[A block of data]
◆ ◆ ◆

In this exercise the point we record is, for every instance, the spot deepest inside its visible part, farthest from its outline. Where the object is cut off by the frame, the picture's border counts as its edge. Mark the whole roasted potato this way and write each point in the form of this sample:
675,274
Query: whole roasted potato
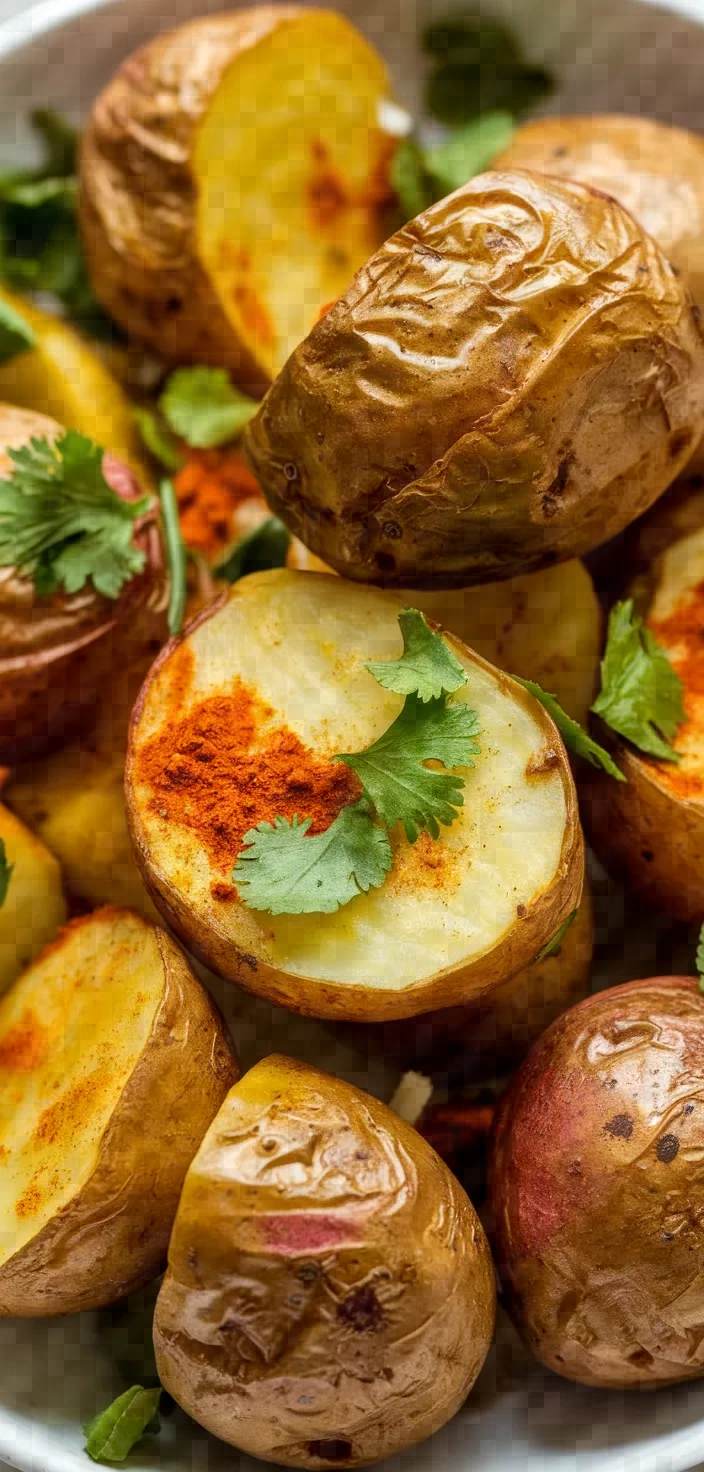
237,723
233,178
329,1297
654,171
508,381
58,649
595,1188
114,1060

◆ ◆ ◆

» **EXERCISE PROMPT**: Please transcribe the listing above line by line, keeping every word and number unchanged and leaving out the pictures.

» **CORRECT OUTPUT**:
In this exercise the point we record is, for every instance, the spot deepest inside its visible part, farthest from its outline. Where the object is cut off by the frame, the picture's border counts as its edge. Mark the whole roasted potato this way and write each point in the form of this sample:
675,274
Query: whole roasted potato
237,723
233,178
329,1297
654,171
508,381
58,649
595,1188
114,1060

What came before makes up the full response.